Starting at the top of the items and ending at the line containing "360;470;520;648", write out every line, not only the answers, and scale each bounding-box coordinate in the answers by multiplying it by 0.65 and rounding to a whole number, with halves rounded up. Leave every other number unchanged.

▬▬▬

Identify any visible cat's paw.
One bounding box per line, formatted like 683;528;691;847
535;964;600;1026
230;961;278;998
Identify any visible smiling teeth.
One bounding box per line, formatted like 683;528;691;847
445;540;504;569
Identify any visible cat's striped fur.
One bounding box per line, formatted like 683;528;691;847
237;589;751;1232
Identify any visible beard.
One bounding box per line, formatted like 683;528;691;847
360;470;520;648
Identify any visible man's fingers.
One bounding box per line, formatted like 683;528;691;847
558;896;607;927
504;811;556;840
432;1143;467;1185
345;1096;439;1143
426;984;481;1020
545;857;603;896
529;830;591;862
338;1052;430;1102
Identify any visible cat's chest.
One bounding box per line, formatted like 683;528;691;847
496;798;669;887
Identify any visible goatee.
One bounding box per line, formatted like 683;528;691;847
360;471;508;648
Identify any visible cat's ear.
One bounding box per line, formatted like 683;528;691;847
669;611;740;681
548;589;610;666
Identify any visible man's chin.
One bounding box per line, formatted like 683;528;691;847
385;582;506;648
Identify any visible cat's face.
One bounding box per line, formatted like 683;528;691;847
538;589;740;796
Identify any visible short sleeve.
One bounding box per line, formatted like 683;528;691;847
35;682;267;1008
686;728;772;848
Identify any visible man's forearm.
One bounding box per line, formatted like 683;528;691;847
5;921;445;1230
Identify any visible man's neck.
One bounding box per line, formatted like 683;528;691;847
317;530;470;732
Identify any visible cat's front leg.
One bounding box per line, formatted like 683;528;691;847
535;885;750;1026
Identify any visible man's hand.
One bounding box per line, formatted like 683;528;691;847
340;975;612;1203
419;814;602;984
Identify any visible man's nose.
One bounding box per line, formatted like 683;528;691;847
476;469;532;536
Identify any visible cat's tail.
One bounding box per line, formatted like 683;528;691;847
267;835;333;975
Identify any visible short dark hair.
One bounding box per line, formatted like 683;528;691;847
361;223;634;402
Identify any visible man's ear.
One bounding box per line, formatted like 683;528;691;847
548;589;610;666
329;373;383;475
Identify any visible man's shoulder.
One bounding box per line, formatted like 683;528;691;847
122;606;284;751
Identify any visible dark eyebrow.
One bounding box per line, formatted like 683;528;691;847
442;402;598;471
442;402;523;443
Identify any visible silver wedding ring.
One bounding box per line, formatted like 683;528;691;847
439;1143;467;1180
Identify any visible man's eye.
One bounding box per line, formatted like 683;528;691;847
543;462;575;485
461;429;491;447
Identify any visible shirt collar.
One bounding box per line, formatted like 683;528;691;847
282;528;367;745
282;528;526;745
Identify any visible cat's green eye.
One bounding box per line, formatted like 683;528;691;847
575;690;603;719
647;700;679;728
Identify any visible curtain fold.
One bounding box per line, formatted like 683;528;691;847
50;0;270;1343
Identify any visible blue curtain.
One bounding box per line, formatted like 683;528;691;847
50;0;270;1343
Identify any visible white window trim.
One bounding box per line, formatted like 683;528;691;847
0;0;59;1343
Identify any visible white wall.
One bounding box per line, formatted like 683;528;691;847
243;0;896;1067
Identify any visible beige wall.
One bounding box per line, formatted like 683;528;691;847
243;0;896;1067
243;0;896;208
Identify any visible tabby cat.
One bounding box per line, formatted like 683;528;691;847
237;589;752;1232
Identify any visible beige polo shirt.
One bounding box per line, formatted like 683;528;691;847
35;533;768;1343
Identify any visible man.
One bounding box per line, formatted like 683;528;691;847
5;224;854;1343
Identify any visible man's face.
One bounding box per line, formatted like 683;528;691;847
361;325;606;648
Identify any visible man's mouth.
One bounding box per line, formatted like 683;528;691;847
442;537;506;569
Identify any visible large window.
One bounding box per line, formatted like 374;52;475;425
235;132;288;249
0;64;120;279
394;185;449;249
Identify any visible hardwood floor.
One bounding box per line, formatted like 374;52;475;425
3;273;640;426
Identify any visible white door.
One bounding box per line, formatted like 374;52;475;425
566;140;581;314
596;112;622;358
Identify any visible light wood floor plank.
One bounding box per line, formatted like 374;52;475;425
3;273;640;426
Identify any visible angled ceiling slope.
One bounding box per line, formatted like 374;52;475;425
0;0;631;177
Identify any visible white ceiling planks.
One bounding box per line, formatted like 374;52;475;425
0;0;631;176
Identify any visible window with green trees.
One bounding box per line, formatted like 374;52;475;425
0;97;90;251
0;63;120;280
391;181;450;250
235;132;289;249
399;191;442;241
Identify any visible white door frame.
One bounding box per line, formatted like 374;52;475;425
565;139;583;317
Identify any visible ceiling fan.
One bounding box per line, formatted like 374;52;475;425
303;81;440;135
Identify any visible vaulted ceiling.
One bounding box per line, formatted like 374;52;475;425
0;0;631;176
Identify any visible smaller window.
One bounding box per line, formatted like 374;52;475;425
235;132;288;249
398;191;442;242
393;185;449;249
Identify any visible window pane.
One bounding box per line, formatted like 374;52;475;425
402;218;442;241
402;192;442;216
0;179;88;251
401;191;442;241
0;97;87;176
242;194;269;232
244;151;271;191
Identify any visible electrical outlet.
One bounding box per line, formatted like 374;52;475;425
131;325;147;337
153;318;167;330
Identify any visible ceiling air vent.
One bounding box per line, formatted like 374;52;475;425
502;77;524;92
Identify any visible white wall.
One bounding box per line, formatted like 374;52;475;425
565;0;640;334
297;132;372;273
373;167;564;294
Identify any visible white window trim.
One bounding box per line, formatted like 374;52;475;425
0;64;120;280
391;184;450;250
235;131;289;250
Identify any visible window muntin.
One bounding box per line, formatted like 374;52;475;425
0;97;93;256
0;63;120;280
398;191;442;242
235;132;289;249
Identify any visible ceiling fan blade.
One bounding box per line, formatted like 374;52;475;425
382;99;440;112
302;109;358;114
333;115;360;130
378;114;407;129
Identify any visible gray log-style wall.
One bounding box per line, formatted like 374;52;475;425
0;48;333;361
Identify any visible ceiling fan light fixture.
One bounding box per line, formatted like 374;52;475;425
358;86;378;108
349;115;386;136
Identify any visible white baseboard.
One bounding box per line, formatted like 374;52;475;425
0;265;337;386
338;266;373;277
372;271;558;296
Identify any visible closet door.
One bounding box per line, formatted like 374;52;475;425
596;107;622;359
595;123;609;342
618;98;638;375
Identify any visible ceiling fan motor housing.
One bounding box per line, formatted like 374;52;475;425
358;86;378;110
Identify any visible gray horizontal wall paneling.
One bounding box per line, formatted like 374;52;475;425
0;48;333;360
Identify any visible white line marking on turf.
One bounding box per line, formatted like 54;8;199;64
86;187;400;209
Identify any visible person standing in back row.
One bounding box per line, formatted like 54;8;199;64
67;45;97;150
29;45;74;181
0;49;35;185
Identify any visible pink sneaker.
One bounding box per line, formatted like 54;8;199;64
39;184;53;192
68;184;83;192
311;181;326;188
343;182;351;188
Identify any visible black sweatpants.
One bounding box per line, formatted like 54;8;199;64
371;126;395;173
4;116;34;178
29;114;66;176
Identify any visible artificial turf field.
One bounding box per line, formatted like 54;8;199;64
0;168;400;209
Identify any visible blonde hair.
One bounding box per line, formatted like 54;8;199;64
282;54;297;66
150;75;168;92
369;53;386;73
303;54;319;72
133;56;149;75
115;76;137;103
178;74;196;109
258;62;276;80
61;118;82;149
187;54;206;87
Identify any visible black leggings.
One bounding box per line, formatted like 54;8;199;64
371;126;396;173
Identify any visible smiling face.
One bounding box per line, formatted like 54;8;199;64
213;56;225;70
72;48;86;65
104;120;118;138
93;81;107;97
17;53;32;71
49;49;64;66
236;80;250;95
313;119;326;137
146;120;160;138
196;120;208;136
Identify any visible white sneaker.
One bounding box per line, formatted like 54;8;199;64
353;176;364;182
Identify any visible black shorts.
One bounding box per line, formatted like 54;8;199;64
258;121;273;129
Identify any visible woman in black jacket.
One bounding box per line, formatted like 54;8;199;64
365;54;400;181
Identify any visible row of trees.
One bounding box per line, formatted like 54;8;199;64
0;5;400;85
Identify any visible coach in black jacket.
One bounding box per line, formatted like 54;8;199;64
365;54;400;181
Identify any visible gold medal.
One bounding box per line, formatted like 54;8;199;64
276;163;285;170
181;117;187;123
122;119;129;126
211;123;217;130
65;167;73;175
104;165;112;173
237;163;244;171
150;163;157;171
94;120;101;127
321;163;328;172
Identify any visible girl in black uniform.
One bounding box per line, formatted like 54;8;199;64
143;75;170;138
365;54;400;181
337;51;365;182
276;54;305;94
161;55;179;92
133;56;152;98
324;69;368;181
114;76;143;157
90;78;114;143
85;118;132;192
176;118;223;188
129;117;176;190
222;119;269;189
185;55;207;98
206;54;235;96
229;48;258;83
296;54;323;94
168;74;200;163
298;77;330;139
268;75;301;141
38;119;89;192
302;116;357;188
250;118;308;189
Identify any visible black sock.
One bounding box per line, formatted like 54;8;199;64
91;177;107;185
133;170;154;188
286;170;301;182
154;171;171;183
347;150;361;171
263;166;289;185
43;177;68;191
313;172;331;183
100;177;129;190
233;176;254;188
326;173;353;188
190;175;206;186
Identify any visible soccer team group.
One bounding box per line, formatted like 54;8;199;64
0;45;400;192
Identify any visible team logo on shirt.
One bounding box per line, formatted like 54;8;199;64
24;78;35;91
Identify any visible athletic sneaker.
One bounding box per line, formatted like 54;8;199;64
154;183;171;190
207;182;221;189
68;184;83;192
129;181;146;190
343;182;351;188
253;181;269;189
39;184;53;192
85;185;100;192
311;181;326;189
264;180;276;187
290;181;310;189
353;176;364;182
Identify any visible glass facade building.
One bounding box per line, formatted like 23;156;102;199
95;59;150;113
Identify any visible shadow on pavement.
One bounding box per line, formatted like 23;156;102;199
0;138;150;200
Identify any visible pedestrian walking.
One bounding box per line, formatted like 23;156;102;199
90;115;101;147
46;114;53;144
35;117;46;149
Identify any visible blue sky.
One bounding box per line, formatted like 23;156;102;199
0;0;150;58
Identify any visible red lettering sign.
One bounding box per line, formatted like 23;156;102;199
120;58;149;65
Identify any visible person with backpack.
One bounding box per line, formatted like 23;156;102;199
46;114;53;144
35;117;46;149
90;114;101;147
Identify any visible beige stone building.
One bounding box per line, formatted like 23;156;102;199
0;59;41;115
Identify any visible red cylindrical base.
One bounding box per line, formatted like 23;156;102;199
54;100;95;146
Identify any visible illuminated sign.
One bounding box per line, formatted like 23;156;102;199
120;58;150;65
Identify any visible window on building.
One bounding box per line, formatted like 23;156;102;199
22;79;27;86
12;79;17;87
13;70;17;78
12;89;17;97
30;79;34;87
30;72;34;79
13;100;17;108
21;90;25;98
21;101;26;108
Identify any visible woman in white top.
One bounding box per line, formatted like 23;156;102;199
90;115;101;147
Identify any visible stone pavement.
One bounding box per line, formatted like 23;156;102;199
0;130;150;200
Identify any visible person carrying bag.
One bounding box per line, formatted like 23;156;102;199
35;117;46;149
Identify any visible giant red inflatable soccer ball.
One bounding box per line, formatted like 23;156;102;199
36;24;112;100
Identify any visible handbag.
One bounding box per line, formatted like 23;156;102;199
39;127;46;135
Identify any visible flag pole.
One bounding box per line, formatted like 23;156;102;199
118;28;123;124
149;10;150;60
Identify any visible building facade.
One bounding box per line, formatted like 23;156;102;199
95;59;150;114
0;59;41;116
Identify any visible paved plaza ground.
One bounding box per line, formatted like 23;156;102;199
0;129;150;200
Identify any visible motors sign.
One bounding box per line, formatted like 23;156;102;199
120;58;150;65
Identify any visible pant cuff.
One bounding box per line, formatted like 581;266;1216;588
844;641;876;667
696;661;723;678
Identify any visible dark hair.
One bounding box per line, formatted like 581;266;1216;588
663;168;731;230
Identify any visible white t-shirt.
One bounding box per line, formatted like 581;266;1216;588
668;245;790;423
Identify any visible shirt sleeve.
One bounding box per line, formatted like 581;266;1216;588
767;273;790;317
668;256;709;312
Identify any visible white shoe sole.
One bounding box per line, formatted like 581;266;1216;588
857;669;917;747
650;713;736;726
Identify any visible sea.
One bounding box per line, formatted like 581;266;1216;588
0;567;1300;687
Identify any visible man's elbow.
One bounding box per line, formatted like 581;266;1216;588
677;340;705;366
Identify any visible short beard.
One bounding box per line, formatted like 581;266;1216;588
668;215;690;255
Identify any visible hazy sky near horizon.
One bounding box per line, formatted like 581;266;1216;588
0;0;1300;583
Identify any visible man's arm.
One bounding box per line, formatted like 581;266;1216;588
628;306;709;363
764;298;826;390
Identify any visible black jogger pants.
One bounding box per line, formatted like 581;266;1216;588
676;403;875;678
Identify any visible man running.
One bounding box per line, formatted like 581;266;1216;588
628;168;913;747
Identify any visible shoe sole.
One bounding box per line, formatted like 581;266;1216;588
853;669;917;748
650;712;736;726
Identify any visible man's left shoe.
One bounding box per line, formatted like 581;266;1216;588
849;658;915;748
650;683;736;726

▬▬▬

» **ANSWER TO THE EXERCISE**:
Identify any visible cat's paw.
One bounding box per line, formatted like 683;528;691;847
348;627;390;667
150;625;181;649
Identify any visible smiling teeth.
One bounding box per line, formatted like 683;528;691;847
289;351;328;370
Identify any visible cat's striped fur.
One bounding box per line, formatted like 683;528;691;847
154;383;488;801
Identify any visible beard.
One bounding box per line, formatted like 683;528;691;847
234;306;338;421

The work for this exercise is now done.